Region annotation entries
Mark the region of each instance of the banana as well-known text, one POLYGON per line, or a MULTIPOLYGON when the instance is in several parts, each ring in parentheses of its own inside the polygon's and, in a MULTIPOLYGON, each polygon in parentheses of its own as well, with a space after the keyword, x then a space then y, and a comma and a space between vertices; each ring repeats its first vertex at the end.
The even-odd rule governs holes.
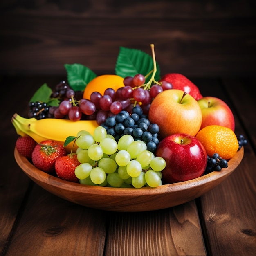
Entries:
MULTIPOLYGON (((69 136, 76 136, 81 130, 85 130, 93 135, 96 127, 99 126, 95 120, 80 120, 76 121, 65 119, 45 118, 37 120, 34 118, 25 118, 17 113, 11 118, 18 134, 22 136, 28 135, 38 143, 44 140, 54 140, 63 145, 69 136)), ((65 147, 70 152, 74 142, 65 147)), ((74 145, 73 150, 77 148, 74 145)))

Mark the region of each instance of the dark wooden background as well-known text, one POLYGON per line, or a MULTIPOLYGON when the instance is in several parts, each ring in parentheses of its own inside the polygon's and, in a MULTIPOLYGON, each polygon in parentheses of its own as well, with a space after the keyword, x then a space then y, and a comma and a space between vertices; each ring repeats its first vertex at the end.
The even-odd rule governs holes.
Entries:
POLYGON ((253 76, 254 0, 1 0, 0 74, 65 76, 65 63, 115 73, 119 46, 162 74, 253 76))

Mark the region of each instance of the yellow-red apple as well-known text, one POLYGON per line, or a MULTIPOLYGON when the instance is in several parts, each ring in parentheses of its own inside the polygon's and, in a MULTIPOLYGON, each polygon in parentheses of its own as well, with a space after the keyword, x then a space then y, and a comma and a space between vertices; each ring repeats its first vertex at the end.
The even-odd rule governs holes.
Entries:
POLYGON ((235 130, 235 119, 231 110, 222 100, 212 96, 203 97, 198 102, 202 110, 200 130, 209 125, 217 124, 235 130))
POLYGON ((159 126, 160 139, 174 133, 194 136, 201 127, 202 112, 193 97, 182 90, 173 89, 163 91, 155 98, 148 119, 159 126))

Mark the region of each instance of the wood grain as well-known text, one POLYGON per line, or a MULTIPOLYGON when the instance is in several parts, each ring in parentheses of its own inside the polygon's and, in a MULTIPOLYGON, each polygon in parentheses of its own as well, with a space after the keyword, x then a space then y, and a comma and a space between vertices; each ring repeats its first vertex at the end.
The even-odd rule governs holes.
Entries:
POLYGON ((113 74, 120 46, 151 54, 152 43, 163 75, 255 74, 252 1, 65 2, 6 4, 2 74, 65 76, 64 64, 73 63, 113 74))
POLYGON ((194 200, 161 211, 113 213, 106 255, 206 255, 202 236, 194 200))
POLYGON ((6 255, 102 255, 105 215, 35 186, 6 255))
POLYGON ((245 147, 239 166, 225 181, 202 200, 146 213, 112 213, 74 204, 36 184, 30 187, 29 180, 14 162, 17 136, 10 120, 17 106, 19 113, 25 115, 28 101, 36 88, 44 83, 54 86, 62 78, 61 76, 2 78, 4 93, 19 103, 10 105, 9 98, 4 97, 3 106, 8 108, 0 112, 4 128, 1 138, 3 141, 6 139, 9 141, 2 148, 1 162, 11 162, 4 165, 6 171, 0 174, 4 181, 0 187, 1 256, 17 255, 17 248, 25 252, 24 255, 35 254, 35 251, 38 255, 44 252, 45 255, 57 255, 58 250, 65 250, 66 255, 74 252, 101 255, 121 252, 125 255, 129 249, 132 253, 152 252, 157 255, 159 252, 164 255, 167 251, 174 255, 254 255, 255 105, 250 90, 255 79, 189 77, 203 95, 216 96, 228 103, 236 114, 236 132, 253 138, 245 147), (194 237, 196 247, 191 245, 194 237))
POLYGON ((218 93, 231 108, 236 134, 244 135, 253 147, 245 147, 241 164, 218 190, 213 189, 200 198, 208 247, 213 255, 252 256, 256 250, 256 176, 249 167, 256 164, 256 130, 252 119, 256 109, 249 92, 254 81, 226 78, 211 87, 213 93, 218 93), (218 203, 213 204, 213 202, 218 203))

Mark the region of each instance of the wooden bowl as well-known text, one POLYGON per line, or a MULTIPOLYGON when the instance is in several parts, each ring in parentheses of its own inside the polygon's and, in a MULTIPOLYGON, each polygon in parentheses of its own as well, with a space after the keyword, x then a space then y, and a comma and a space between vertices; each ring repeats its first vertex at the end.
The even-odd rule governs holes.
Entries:
POLYGON ((243 159, 242 147, 228 162, 228 167, 190 180, 141 189, 102 187, 63 180, 36 168, 16 148, 15 159, 36 183, 60 198, 89 207, 119 212, 145 211, 181 204, 212 189, 236 169, 243 159))

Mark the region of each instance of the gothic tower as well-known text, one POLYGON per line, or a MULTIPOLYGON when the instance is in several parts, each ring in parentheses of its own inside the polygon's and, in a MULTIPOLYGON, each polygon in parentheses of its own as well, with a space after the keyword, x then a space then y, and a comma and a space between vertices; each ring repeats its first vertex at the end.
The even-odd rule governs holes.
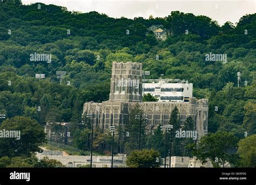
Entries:
POLYGON ((127 61, 112 63, 110 100, 142 101, 142 64, 127 61))

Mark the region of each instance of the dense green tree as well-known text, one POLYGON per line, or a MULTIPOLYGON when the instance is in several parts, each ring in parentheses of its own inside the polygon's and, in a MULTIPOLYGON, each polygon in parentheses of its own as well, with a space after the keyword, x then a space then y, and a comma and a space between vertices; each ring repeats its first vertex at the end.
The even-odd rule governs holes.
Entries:
POLYGON ((162 157, 164 157, 165 151, 165 138, 163 131, 159 125, 153 134, 149 136, 147 142, 147 147, 149 148, 153 149, 158 151, 162 157))
POLYGON ((147 93, 143 95, 143 101, 157 101, 158 99, 152 96, 151 94, 147 93))
POLYGON ((130 168, 157 168, 160 164, 160 154, 153 149, 132 151, 126 160, 130 168))
POLYGON ((234 152, 238 139, 226 132, 208 133, 200 140, 199 146, 193 149, 192 154, 203 163, 210 159, 214 167, 224 167, 228 162, 236 165, 238 157, 234 152))
POLYGON ((32 152, 41 151, 39 146, 45 141, 45 135, 43 128, 36 120, 15 117, 3 122, 0 129, 4 129, 20 131, 20 138, 0 138, 0 156, 30 156, 32 152))
POLYGON ((238 154, 242 167, 256 167, 256 134, 248 136, 238 142, 238 154))

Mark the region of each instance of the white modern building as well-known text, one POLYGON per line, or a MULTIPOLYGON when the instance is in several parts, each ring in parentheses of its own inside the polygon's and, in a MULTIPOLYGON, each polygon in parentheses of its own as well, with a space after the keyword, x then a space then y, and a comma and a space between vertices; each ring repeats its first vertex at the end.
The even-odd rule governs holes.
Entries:
POLYGON ((158 101, 188 102, 193 97, 193 84, 187 80, 161 78, 143 80, 143 94, 149 93, 158 101))

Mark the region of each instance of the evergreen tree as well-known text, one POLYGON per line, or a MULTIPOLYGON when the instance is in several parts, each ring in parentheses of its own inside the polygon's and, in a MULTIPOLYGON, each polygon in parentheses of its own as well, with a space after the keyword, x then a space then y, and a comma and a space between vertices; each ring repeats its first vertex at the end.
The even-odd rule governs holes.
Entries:
POLYGON ((164 157, 165 139, 164 135, 161 130, 161 125, 159 125, 151 135, 147 142, 147 147, 150 149, 154 149, 158 151, 162 157, 164 157))
MULTIPOLYGON (((185 121, 184 127, 183 127, 184 131, 195 131, 195 124, 194 121, 191 117, 187 118, 185 121)), ((192 150, 191 149, 188 148, 187 146, 188 145, 192 144, 196 142, 196 140, 193 140, 193 138, 185 138, 184 140, 183 143, 183 150, 184 150, 184 156, 192 156, 192 150)))
MULTIPOLYGON (((137 115, 144 115, 143 110, 138 104, 136 104, 131 108, 129 120, 125 125, 125 150, 126 153, 129 153, 131 150, 138 149, 140 119, 136 119, 137 115)), ((145 119, 142 119, 140 131, 140 148, 145 146, 146 136, 145 134, 145 119)))
POLYGON ((170 139, 172 142, 171 156, 181 156, 183 154, 180 147, 181 145, 181 140, 180 138, 175 136, 176 131, 179 132, 179 129, 181 127, 179 109, 176 106, 171 113, 169 124, 173 127, 173 128, 172 129, 172 134, 170 139))

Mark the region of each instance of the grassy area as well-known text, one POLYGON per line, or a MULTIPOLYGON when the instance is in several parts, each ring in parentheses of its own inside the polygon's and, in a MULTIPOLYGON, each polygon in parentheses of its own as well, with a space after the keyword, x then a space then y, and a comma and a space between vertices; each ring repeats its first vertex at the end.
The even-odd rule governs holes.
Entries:
MULTIPOLYGON (((58 150, 65 152, 70 155, 90 155, 90 151, 84 151, 79 149, 79 148, 73 147, 71 146, 65 145, 60 143, 56 143, 53 142, 48 142, 47 143, 45 143, 42 147, 45 148, 47 149, 50 150, 58 150)), ((98 153, 93 152, 93 155, 104 155, 102 154, 99 154, 98 153)))

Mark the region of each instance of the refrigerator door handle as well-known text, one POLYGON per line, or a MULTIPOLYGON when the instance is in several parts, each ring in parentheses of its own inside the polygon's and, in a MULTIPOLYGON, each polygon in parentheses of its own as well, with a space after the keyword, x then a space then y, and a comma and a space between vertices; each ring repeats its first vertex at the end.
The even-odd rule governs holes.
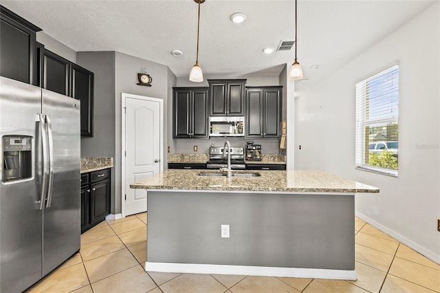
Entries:
POLYGON ((49 149, 49 186, 47 188, 47 201, 46 208, 50 207, 52 201, 52 193, 54 190, 54 138, 52 135, 52 124, 50 116, 46 115, 46 125, 47 127, 47 142, 49 149))
POLYGON ((41 183, 41 199, 39 202, 40 210, 43 210, 46 195, 47 194, 47 177, 49 175, 49 158, 47 158, 47 131, 46 129, 46 119, 44 115, 37 114, 37 120, 40 122, 40 133, 41 135, 41 144, 43 146, 43 180, 41 183))

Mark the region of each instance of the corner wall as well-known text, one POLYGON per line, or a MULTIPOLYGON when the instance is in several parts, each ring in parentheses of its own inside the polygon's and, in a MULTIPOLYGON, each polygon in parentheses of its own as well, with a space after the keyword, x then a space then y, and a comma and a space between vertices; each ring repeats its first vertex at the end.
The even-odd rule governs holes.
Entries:
POLYGON ((296 100, 296 169, 321 169, 380 188, 358 194, 365 219, 440 263, 439 3, 296 100), (355 169, 355 85, 399 61, 399 177, 355 169))

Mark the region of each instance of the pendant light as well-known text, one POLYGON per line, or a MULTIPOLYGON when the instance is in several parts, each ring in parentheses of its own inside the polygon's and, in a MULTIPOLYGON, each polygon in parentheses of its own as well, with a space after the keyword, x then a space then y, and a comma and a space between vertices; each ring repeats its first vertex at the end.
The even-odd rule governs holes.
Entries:
POLYGON ((199 3, 199 15, 197 17, 197 52, 195 64, 190 73, 190 80, 195 83, 201 83, 204 81, 204 73, 201 72, 200 66, 199 66, 199 31, 200 29, 200 4, 205 2, 205 0, 194 0, 194 1, 199 3))
POLYGON ((292 67, 290 67, 290 70, 289 71, 289 79, 291 80, 298 80, 302 78, 302 69, 296 60, 296 34, 298 28, 296 22, 296 1, 297 0, 295 0, 295 62, 292 65, 292 67))

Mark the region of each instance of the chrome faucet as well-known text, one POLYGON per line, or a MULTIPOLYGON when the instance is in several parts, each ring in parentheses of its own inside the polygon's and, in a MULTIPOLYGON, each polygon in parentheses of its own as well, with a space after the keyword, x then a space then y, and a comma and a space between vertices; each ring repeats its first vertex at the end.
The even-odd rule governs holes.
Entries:
MULTIPOLYGON (((226 177, 229 178, 231 177, 231 145, 228 140, 226 140, 225 144, 223 146, 223 156, 228 157, 228 170, 226 170, 226 177), (228 150, 228 153, 226 153, 226 150, 228 150)), ((223 171, 225 171, 225 169, 221 168, 220 170, 223 171)))

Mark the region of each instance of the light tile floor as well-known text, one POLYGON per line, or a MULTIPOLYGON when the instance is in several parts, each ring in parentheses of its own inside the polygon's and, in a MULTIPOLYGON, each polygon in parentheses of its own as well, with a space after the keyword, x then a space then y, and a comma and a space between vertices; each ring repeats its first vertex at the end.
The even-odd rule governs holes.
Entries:
POLYGON ((357 281, 148 272, 146 213, 104 221, 31 292, 440 292, 440 265, 355 218, 357 281))

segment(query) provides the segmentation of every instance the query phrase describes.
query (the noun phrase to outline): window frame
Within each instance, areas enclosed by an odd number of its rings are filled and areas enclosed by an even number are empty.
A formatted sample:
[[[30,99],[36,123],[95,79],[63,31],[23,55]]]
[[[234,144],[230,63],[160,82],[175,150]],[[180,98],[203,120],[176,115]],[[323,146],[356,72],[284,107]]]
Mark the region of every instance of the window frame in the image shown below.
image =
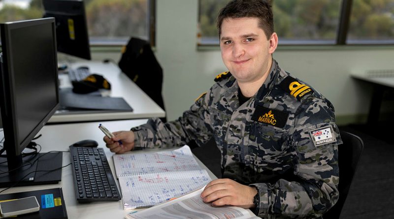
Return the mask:
[[[308,49],[318,48],[320,49],[332,49],[337,48],[338,46],[342,47],[360,47],[365,48],[365,46],[374,46],[378,48],[382,48],[384,46],[389,46],[394,47],[394,39],[392,40],[383,40],[383,43],[381,40],[354,40],[354,42],[347,42],[347,35],[350,23],[350,17],[352,13],[353,0],[341,0],[341,5],[339,11],[339,23],[338,31],[337,31],[336,37],[333,40],[288,40],[286,43],[281,44],[278,48],[285,48],[290,49],[299,49],[300,47]],[[198,0],[198,20],[199,22],[199,15],[200,11],[201,0]],[[280,37],[280,36],[279,36]],[[197,47],[201,50],[210,48],[218,47],[219,43],[201,43],[197,42]]]

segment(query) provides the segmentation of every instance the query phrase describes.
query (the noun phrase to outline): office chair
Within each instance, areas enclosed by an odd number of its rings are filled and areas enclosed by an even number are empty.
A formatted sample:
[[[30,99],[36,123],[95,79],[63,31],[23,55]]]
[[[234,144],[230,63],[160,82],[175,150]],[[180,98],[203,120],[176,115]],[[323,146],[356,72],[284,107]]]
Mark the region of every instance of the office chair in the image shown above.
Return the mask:
[[[131,37],[122,50],[119,68],[164,110],[163,70],[145,40]],[[132,95],[131,94],[130,95]],[[165,122],[165,117],[161,118]]]
[[[339,132],[343,142],[338,146],[339,198],[336,204],[323,215],[324,219],[339,218],[364,148],[364,143],[360,137],[347,131],[339,130]]]

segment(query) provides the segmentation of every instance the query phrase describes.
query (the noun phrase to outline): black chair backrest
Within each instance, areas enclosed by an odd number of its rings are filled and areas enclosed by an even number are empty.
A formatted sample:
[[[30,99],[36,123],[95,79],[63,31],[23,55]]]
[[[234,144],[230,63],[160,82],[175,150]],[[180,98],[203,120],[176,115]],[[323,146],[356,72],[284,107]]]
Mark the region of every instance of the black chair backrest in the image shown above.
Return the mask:
[[[360,137],[346,131],[340,130],[339,132],[343,142],[338,146],[339,198],[336,204],[324,214],[323,218],[325,219],[339,218],[364,148],[364,143]]]
[[[118,63],[122,71],[165,110],[162,94],[163,70],[149,43],[131,37],[122,53]],[[165,117],[161,119],[163,122],[166,121]]]

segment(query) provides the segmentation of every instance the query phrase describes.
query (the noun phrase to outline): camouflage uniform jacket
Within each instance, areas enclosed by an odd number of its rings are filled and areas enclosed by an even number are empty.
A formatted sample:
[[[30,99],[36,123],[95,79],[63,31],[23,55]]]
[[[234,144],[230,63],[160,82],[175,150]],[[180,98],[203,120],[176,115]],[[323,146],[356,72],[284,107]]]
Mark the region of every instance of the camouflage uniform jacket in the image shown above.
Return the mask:
[[[239,105],[230,73],[178,120],[132,128],[136,147],[202,145],[214,137],[223,178],[256,187],[263,218],[320,218],[338,199],[338,144],[331,103],[273,61],[257,94]],[[320,140],[320,139],[321,139]]]

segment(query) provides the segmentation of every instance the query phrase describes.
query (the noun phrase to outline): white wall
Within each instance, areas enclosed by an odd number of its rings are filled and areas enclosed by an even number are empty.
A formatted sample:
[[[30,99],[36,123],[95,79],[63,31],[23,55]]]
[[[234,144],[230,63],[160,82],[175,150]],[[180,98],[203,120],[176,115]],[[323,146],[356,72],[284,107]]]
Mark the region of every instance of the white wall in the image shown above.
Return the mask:
[[[213,84],[214,77],[226,70],[220,51],[197,50],[197,3],[157,1],[156,55],[164,70],[163,94],[170,120],[189,109]],[[337,118],[365,114],[369,107],[371,88],[350,78],[350,72],[394,68],[392,46],[301,51],[279,47],[274,57],[282,68],[328,98]]]

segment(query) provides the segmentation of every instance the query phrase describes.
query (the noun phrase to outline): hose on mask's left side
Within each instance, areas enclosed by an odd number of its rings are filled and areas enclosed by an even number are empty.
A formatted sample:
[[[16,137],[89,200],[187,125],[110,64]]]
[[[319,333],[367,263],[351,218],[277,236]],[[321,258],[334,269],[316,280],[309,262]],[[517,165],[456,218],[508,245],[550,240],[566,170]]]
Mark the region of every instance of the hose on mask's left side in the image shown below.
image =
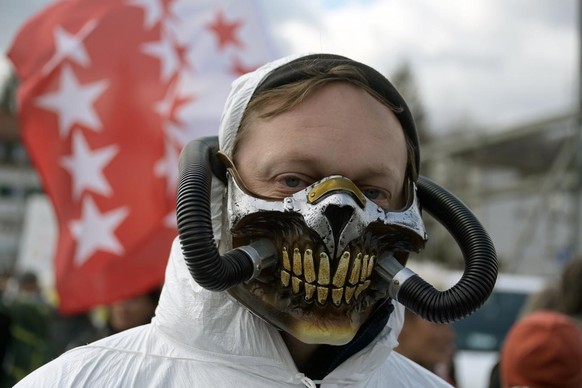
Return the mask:
[[[217,177],[226,176],[224,167],[211,160],[217,149],[218,139],[207,137],[191,141],[182,150],[176,217],[190,274],[207,290],[224,291],[250,279],[255,264],[244,249],[234,249],[220,256],[214,241],[210,214],[213,170]]]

Exercise directions ::
Reproduce the records verbatim from the line with "Mark the region of each instance of the refrigerator" to the line with "POLYGON ((49 149, 49", including both of those lines. Omit the pictures from your answer.

Task answer ::
Mark the region of each instance of the refrigerator door handle as well-known text, one POLYGON per line, or a MULTIPOLYGON when the instance is in several parts, each ring in parentheses of its own inside the polygon's and, in a MULTIPOLYGON, each polygon in parentheses of its own as well, with a space after the keyword, x then a space then y, and a comma and a space between vertices; each ring repeats its first vertex at the end.
The even-odd rule governs holes.
Entries:
POLYGON ((49 149, 49 186, 47 188, 47 201, 46 208, 50 207, 52 201, 52 193, 54 190, 54 138, 52 135, 52 124, 50 116, 46 115, 46 125, 47 127, 47 142, 49 149))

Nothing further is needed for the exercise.